** Input follows **
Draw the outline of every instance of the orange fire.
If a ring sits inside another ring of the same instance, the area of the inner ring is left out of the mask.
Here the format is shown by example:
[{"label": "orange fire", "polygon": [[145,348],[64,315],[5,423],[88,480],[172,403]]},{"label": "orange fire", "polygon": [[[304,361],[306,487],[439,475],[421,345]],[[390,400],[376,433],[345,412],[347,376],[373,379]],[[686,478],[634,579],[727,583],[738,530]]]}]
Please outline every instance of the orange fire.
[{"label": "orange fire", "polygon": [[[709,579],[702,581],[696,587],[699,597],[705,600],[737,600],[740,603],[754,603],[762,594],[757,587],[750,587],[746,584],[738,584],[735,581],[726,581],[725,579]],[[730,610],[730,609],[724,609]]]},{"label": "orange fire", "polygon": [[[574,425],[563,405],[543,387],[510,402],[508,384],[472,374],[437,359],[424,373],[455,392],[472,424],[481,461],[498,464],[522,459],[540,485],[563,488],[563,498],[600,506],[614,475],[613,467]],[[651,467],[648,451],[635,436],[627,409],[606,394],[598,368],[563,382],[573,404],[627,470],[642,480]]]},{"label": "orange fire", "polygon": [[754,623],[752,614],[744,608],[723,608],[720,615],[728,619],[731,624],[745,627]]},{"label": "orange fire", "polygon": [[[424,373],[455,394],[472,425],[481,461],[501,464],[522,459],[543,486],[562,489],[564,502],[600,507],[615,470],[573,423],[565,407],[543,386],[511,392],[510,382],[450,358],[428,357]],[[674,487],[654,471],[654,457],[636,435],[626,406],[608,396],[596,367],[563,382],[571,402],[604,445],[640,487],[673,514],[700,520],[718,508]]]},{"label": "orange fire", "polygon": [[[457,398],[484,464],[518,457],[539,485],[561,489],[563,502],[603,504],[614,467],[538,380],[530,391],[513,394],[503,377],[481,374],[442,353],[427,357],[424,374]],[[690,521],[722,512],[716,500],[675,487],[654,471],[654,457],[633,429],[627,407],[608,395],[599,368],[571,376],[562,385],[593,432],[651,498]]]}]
** End of Input **
_Your objective_:
Could you reproduce the lines above, from the one that holds "If a ring sits" through the last, exactly as they stand?

_Solution for this exercise_:
If a ring sits inside another ring of the same instance, the area of the inner ring is left out of the mask.
Here the format is shown by example:
[{"label": "orange fire", "polygon": [[145,348],[64,315],[5,423],[88,480],[172,403]]},{"label": "orange fire", "polygon": [[[304,361],[306,487],[439,475],[421,345]],[[390,400],[376,433],[345,412],[347,376],[373,379]],[[686,478],[634,579],[727,583],[738,530]]]}]
Please outline every instance of the orange fire.
[{"label": "orange fire", "polygon": [[[709,579],[702,581],[696,587],[699,597],[705,600],[737,600],[740,603],[754,603],[762,594],[757,587],[750,587],[746,584],[738,584],[735,581],[726,581],[725,579]],[[730,610],[730,609],[724,609]]]},{"label": "orange fire", "polygon": [[[574,425],[563,405],[543,387],[510,402],[508,384],[472,374],[437,359],[424,373],[455,392],[472,424],[481,461],[498,464],[522,459],[540,485],[563,488],[563,498],[600,506],[614,475],[613,467]],[[651,467],[648,451],[635,436],[627,409],[606,394],[598,368],[563,382],[573,404],[627,470],[642,480]]]},{"label": "orange fire", "polygon": [[754,623],[752,614],[744,608],[723,608],[720,615],[728,619],[731,624],[745,627]]},{"label": "orange fire", "polygon": [[[424,373],[455,394],[472,425],[481,461],[501,464],[522,459],[543,486],[562,489],[564,502],[600,507],[615,470],[573,423],[565,407],[543,386],[511,392],[510,382],[450,358],[428,357]],[[674,487],[654,471],[654,457],[636,435],[626,406],[608,396],[596,367],[563,382],[571,402],[604,445],[640,487],[673,514],[700,520],[718,508]]]},{"label": "orange fire", "polygon": [[[457,398],[484,464],[518,457],[539,485],[561,489],[563,502],[603,504],[614,467],[538,380],[530,391],[513,394],[503,377],[481,374],[442,353],[427,357],[424,374]],[[690,521],[722,512],[716,500],[675,487],[654,471],[654,457],[633,429],[627,407],[608,395],[599,368],[571,376],[562,385],[593,432],[651,498]]]}]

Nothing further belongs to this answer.